Excerpts from a location annotation dataset:
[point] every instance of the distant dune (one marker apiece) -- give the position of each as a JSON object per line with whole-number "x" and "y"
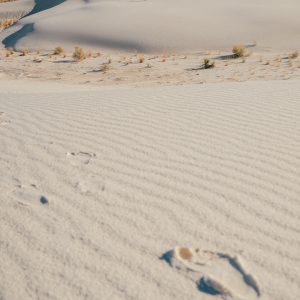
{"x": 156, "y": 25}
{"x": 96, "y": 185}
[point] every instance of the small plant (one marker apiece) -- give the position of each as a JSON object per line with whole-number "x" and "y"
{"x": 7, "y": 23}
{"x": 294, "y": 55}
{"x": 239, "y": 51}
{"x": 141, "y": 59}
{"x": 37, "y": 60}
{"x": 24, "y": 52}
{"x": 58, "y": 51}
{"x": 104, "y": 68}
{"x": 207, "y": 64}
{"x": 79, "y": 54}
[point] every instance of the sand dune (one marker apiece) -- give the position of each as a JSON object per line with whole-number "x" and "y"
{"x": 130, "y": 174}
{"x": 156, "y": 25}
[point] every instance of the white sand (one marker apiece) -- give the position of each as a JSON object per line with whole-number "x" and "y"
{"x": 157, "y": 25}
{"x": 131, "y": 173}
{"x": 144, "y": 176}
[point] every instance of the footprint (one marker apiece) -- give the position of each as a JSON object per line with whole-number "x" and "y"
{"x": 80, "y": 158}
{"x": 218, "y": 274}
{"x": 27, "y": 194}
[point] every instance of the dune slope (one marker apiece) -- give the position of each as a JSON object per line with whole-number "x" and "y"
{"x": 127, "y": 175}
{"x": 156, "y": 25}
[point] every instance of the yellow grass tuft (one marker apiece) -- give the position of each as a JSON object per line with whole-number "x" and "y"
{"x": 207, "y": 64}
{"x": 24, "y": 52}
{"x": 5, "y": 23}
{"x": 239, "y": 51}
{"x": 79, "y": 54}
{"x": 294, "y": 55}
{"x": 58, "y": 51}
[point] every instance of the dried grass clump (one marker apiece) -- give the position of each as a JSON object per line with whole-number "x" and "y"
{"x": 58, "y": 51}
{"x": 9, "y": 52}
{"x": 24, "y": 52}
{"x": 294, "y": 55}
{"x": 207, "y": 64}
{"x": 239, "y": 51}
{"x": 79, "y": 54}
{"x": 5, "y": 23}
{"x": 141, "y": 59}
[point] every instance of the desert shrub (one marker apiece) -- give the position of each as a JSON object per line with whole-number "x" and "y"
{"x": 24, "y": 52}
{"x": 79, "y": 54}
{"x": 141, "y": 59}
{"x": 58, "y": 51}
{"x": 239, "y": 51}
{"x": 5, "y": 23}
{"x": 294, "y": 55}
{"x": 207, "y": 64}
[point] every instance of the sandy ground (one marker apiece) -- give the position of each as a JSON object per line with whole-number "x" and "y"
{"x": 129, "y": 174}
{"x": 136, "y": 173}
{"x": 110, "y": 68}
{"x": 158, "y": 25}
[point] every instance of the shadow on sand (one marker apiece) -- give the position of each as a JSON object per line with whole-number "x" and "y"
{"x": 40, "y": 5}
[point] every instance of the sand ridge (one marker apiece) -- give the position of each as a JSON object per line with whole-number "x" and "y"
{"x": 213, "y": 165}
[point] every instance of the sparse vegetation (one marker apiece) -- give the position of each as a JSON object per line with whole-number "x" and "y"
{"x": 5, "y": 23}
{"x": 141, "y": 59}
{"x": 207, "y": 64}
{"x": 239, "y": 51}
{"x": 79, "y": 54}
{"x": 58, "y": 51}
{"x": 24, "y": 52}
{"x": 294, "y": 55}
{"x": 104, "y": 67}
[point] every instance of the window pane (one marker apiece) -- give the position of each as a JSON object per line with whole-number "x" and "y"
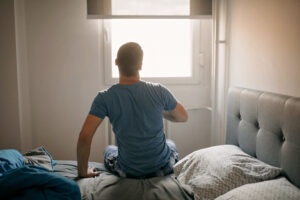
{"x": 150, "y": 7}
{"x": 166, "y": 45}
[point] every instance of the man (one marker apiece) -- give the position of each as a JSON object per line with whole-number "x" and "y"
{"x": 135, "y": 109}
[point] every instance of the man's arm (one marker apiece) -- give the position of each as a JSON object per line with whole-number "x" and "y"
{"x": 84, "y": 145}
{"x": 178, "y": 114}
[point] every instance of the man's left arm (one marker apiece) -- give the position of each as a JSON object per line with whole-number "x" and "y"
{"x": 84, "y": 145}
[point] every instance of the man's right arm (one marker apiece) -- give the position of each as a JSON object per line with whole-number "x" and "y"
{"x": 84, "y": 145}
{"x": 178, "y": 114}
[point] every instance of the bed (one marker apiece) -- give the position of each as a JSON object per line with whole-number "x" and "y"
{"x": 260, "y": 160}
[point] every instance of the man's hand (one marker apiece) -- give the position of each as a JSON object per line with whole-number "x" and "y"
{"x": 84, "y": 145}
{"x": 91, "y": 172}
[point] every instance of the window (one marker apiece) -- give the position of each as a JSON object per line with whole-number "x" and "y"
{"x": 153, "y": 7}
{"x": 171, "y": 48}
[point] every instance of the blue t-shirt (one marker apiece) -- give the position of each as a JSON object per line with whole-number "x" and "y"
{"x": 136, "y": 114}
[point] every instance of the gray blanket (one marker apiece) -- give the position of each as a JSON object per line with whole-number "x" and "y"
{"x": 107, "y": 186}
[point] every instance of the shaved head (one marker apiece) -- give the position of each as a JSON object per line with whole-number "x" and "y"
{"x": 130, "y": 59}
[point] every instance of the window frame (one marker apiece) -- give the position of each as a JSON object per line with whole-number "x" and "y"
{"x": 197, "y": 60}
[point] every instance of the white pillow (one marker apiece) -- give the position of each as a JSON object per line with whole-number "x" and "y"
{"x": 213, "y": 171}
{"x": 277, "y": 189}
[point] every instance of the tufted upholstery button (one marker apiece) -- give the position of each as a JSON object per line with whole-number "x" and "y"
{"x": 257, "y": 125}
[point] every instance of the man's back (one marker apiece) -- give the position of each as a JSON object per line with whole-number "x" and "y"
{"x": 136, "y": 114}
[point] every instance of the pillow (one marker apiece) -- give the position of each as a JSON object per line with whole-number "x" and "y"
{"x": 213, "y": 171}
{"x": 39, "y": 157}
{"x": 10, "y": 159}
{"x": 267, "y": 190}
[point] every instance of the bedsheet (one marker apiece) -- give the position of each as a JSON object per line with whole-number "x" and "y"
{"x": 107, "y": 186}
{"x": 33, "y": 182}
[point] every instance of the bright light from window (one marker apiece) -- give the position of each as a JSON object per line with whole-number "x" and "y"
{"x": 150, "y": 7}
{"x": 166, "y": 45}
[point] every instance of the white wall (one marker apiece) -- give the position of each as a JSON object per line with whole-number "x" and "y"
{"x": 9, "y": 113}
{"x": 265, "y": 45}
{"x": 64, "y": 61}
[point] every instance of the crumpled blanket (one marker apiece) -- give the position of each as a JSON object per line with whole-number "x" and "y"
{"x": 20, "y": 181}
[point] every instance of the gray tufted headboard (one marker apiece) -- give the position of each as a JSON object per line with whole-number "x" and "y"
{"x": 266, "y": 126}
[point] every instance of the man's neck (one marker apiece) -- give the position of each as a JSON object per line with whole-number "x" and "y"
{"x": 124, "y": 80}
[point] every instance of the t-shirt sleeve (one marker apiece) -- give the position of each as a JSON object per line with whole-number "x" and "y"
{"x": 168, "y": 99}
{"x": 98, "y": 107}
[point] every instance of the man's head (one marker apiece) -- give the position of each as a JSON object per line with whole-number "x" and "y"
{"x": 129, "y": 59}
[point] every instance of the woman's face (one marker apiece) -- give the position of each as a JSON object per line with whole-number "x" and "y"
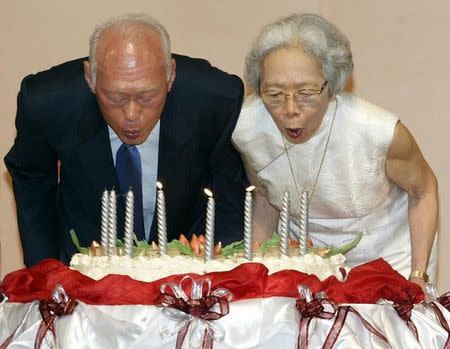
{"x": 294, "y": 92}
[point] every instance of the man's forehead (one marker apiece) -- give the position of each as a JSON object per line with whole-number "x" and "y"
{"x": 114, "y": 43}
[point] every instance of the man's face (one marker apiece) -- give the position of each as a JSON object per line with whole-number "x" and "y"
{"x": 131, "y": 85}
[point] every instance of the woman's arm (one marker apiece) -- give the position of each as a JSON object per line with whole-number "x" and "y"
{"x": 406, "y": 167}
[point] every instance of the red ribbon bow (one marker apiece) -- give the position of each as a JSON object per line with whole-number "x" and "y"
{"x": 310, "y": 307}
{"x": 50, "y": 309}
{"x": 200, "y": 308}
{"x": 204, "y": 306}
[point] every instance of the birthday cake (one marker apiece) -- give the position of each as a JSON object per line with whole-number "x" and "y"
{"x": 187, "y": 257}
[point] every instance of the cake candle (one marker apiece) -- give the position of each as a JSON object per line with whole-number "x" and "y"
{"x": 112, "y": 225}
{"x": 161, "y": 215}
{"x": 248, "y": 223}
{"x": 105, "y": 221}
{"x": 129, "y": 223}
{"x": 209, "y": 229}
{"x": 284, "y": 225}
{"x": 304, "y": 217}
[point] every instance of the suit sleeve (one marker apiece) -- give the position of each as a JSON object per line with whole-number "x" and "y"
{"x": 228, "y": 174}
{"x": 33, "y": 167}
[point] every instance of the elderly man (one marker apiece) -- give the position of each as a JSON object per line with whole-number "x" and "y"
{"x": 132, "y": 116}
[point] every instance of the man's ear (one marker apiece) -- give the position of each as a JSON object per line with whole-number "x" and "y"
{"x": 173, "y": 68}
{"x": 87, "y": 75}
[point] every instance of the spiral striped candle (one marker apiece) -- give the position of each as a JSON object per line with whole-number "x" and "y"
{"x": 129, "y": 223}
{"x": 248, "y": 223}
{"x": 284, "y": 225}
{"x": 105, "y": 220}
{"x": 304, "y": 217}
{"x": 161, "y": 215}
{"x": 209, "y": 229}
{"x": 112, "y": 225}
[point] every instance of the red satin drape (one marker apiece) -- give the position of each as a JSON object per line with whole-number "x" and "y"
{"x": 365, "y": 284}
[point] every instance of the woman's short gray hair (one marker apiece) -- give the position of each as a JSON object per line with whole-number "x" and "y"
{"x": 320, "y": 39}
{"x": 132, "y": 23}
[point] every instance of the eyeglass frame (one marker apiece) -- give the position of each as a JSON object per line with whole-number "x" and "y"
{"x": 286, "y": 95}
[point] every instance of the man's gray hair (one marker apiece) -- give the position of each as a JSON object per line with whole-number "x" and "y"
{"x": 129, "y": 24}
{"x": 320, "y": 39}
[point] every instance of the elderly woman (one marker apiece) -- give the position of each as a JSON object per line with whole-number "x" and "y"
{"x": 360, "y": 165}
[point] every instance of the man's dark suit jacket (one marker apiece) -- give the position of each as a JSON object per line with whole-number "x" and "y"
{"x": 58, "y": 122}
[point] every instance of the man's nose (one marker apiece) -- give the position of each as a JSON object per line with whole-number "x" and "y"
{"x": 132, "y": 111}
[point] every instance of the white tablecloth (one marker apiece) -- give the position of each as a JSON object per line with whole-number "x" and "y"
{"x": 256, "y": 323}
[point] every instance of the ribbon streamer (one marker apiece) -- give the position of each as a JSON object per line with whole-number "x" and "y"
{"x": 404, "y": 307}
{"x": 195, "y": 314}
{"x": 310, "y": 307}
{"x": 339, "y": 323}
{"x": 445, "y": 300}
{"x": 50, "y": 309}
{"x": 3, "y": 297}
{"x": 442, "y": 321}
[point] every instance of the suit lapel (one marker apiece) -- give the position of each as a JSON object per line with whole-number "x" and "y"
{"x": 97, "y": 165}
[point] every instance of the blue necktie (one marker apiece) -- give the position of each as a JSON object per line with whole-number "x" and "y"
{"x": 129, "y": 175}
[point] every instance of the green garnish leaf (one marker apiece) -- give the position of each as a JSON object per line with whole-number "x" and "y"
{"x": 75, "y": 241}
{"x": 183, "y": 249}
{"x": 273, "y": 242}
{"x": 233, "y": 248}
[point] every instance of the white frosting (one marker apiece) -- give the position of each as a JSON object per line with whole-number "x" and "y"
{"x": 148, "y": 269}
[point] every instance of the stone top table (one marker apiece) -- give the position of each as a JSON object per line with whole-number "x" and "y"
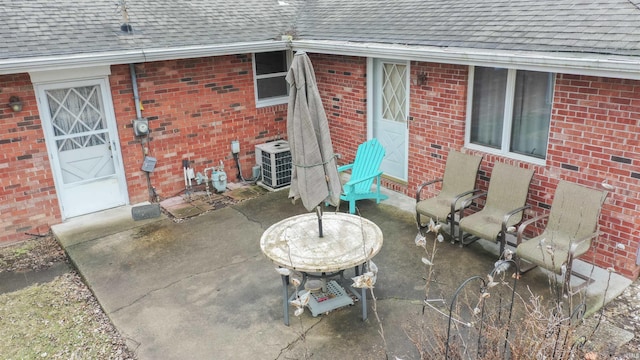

EXERCISE AIM:
Put the stretch from the line containing "[point] every instance of the elderly woman" through the end of the material into a JSON list of strings, one string per line. Leave out blank lines and pictures.

EXERCISE OUTPUT:
[
  "[point] every instance of the elderly woman (one marker apiece) -- give the position of each as a JSON object per line with whole-number \"x\" and \"y\"",
  "{\"x\": 360, \"y\": 165}",
  "[point] every instance of the man's dark suit jacket (one marker apiece) -- give the position of each as a JSON object per line with whole-number \"x\" and \"y\"",
  "{\"x\": 58, \"y\": 122}",
  "[point] every instance of the man's nose (one marker apiece) -- give the position of each as a JSON object per line with whole-number \"x\" and \"y\"",
  "{\"x\": 132, \"y\": 111}",
  "[point] every instance of the white tablecloth (one marker apiece) -- give the position of each as a JSON object per line with whole-number \"x\" and \"y\"",
  "{\"x\": 256, \"y\": 323}",
  "[point] every instance of the ribbon streamer (one marker apiece) -- give the position of each as a JSON object per line with whole-number \"x\" and \"y\"",
  "{\"x\": 404, \"y\": 307}",
  "{\"x\": 195, \"y\": 314}",
  "{\"x\": 310, \"y\": 307}",
  "{\"x\": 339, \"y\": 323}",
  "{\"x\": 445, \"y\": 300}",
  "{\"x\": 50, \"y\": 309}",
  "{\"x\": 3, \"y\": 297}",
  "{\"x\": 442, \"y\": 321}",
  "[point] every instance of the suit lapel (one marker apiece) -- give the position of each as a JSON object per line with whole-number \"x\" and \"y\"",
  "{\"x\": 97, \"y\": 165}",
  "[point] every instance of the blue necktie (one marker apiece) -- give the position of each as a JSON object per line with whole-number \"x\" and \"y\"",
  "{\"x\": 129, \"y\": 175}",
  "[point] every instance of the green garnish leaf (one marker apiece) -- give the position of each as a JSON object per line with whole-number \"x\" and \"y\"",
  "{\"x\": 75, \"y\": 241}",
  "{\"x\": 183, \"y\": 249}",
  "{\"x\": 273, \"y\": 242}",
  "{\"x\": 233, \"y\": 248}",
  "[point] every instance of the white frosting (one marker apiece) -- give the position of each as a JSON object per line with whole-number \"x\" and \"y\"",
  "{\"x\": 148, \"y\": 269}",
  "[point] every instance of the stone top table (one marker apiece) -- give the position of each as a JSON object per line with whole-number \"x\" and \"y\""
]